■ **GOAL A**
Please output the records from their first line up to and including the line that contains "For holes, rely on the even-odd rule.".

This Creamy Lemon & Herb Baked Risotto is made using an entirely hands-off oven method that will bring risotto onto your dinner table even on the busiest of weeknights! It’s ultra creamy, there’s no stirring and you don’t even need to sauté onion!
Luscious yet fresh and bright from the herbs and lemon, it’s delicious alone but pairs especially well with fish, prawns and chicken.
An effortless creamy Baked Risotto recipe
There will always be a time and place for risotto made the traditional way, stirring leisurely at the stove for a good 25 minutes as cookbooks and Italian nonnas have always insisted.
This no-stir, no-sauté, “dump and bake” risotto recipe is for all the other times. It is:
✅ Incredibly creamy;
✅ Results in perfectly cooked “al dente” rice;
✅ Requires no stirring during cooking – not even once; and
✅ Does not even require sautéing of onion or garlic beforehand. It “self sautés” in butter in the oven because it floats on the surface.
I tell people it is 98.5% as good as the traditional way made on the stove. But truthfully, most ordinary folk would not be able to tell the difference. Hand on heart, it is that good!
What you need for Creamy Baked Risotto
Here’s what you need to make this entirely hands-off creamy risotto in the oven. The base recipe is a creamy Parmesan Risotto which is delicious just as it is, but I’ve also added a lemon and herb flavouring option which is insanely good!
Risotto rice – To make any risotto dish, you need to use risotto rice, which is different to ordinary white rice because it’s got higher levels of particular starches that thickens and makes the risotto beautifully creamy without the need for cream. While there are actually a number of risotto rice varieties (eg. Carnaroli, Vialone Nano), by the far the most common you’ll encounter is Arborio rice. I am using Arborio rice here;
Chicken stock/broth – We use a whole large carton in this recipe (4 cups / 1 litre). Nice and handy because no measuring is required! Be sure to use low sodium stock (ie. low salt) otherwise the end result will be a touch on the salty side after the parmesan is added;
Parmesan cheese – For an umami flavour punch, to compensate for not sautéing the garlic and onion nor deglazing the pot using white wine like I do with all my stovetop risotto recipes such as my favourite Mushroom Risotto;
Garlic and onion – Standard risotto foundations, finely chopped and minced as usual; and
Butter – Some for the cooking part, and some to stir in at the end. You can cut down on the butter at the end if you insist, but don’t skimp on the butter for the cooking part because the onion and garlic “self-sautés” in the butter. If you cut the butter down, the onion will just boil!

■ **MATERIALS PROVIDED**
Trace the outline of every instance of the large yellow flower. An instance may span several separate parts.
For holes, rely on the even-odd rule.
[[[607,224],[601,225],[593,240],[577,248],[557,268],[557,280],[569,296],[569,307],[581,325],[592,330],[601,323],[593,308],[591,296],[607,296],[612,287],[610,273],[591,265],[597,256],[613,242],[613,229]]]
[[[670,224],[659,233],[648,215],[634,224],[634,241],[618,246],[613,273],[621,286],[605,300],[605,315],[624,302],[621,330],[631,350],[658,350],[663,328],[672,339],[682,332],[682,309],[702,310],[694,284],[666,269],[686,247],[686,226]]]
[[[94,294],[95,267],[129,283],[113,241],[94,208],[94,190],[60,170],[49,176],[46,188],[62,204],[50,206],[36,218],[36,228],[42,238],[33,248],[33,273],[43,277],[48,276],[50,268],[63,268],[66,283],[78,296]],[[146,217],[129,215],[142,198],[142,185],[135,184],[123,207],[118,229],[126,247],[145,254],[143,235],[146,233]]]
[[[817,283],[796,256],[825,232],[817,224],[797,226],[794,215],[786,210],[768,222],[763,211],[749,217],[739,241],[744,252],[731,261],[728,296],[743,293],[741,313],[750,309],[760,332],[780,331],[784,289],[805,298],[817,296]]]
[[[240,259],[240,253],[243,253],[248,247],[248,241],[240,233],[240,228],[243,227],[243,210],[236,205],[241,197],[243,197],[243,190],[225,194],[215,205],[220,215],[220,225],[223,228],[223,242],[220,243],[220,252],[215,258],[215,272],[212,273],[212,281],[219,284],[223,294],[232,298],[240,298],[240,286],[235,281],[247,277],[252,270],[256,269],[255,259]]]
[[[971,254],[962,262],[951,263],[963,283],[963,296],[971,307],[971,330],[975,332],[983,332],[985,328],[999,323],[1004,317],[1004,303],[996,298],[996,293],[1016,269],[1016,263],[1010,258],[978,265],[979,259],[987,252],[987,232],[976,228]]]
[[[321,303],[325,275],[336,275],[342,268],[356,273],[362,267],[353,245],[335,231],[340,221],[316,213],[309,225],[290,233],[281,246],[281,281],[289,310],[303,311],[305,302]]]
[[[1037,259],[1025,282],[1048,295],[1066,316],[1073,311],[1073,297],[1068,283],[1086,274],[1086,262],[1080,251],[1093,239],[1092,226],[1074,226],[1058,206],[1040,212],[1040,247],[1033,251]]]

■ **GOAL B**
Rewrite the risotto text from "What you need for" up to and including "is insanely good!", changing "lemon and herb" to "garlic and chive".

■ **ANSWER A**
Trace the outline of every instance of the large yellow flower. An instance may span several separate parts.
For holes, rely on the even-odd rule.

■ **ANSWER B**
What you need for Creamy Baked Risotto
Here’s what you need to make this entirely hands-off creamy risotto in the oven. The base recipe is a creamy Parmesan Risotto which is delicious just as it is, but I’ve also added a garlic and chive flavouring option which is insanely good!